> [Source text]
↓↓↓

All “successful” dieters know this feeling. Before even getting there, Miller recites a litany of ways people were cruel to her, and ways the cruelty continued even after she “felt thin.” The word she never uses, even when she is describing a long continuum of completely normalized viciousness is “abuse.” Yet, clearly, she not only was abused, she did what so many abused people do: she internalized the abuser.

Then the movement she calls “body positivity” came along:

Suddenly, about a decade ago, when I started to notice that fat women were a) calling themselves fat, with pride, and b) walking down the streets of our nation’s great cities nonchalantly wearing tight or revealing clothing with a general air of, “yeah I will wear this and I will wear whatever I want, and I am hot, too, I will be hot forever, long after you have all died,” I thought to myself, Oh my God WHAT? The solution is not … the diet?

↑↑↑

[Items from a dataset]
↓↓↓

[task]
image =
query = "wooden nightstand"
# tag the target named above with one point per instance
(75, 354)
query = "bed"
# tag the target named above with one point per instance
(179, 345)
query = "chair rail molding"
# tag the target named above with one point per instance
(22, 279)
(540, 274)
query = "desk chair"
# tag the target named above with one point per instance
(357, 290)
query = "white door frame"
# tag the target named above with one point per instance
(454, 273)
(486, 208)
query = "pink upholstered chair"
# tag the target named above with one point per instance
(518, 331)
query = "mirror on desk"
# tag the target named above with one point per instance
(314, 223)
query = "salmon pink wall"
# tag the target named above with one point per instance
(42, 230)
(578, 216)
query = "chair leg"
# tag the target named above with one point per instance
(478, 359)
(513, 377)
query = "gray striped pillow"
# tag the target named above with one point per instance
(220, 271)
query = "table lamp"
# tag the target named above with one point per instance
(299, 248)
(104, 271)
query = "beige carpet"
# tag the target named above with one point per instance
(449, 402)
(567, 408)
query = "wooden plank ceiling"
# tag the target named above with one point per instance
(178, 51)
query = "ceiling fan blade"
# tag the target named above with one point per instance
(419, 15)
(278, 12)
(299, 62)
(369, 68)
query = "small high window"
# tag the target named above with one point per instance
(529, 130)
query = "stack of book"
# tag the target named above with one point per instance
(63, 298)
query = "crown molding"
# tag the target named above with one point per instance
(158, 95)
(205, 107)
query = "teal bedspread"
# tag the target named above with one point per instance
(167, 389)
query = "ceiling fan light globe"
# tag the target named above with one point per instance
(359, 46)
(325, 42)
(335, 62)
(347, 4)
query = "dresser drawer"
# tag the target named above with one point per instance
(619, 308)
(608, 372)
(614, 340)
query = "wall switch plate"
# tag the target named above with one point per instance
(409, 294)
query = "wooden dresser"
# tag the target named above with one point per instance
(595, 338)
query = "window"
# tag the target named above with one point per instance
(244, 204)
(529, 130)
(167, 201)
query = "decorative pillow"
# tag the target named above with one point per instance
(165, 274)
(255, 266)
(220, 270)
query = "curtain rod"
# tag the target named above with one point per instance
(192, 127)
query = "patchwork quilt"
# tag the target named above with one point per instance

↑↑↑

Carry on the passage on dieting and body positivity, picking up right after its last sentence. The records have nothing to do with the passage on dieting and body positivity.

> [Output for this task]
I started seeing fat, beautiful models and actresses in catalogs, and on television shows. I would like to have seen more, but I was pleased to see them at all. I was and remain in awe of their confident beauty. I feel tenderness for them as well, for what they endured, and still endure, to achieve it. I sometimes choke up with love for them, and for the idea of how I could have lived if I had allowed myself to just weigh what I weighed.

So what kept her from doing just that, allowing herself to just weigh what she weighs? She certainly sounds like she is — extremely understandably — far less worried about how much she weighs than she is about being the target of mean people’s nasty comments. To weigh what she weighs, to stop going to Weight Watchers, to inhabit her own body, would be to say “I am fine as I am and if you are mean to me about how I am, the person who should be ashamed of themselves is you.”

But she has no support to go there, because “body positivity,” however admirable the original idea may have been, has been taken over by the advertising industry, the “beauty” industry and, to use her own words, the diet-industrial complex. Those groups, of course, cannot in any way encourage you to be fine as you are: you always need to be buying something, striving toward something, needing something. And since what she needs is reassurance, peace of mind, and real self-acceptance, she’s on a path that constantly moves her away from her real needs.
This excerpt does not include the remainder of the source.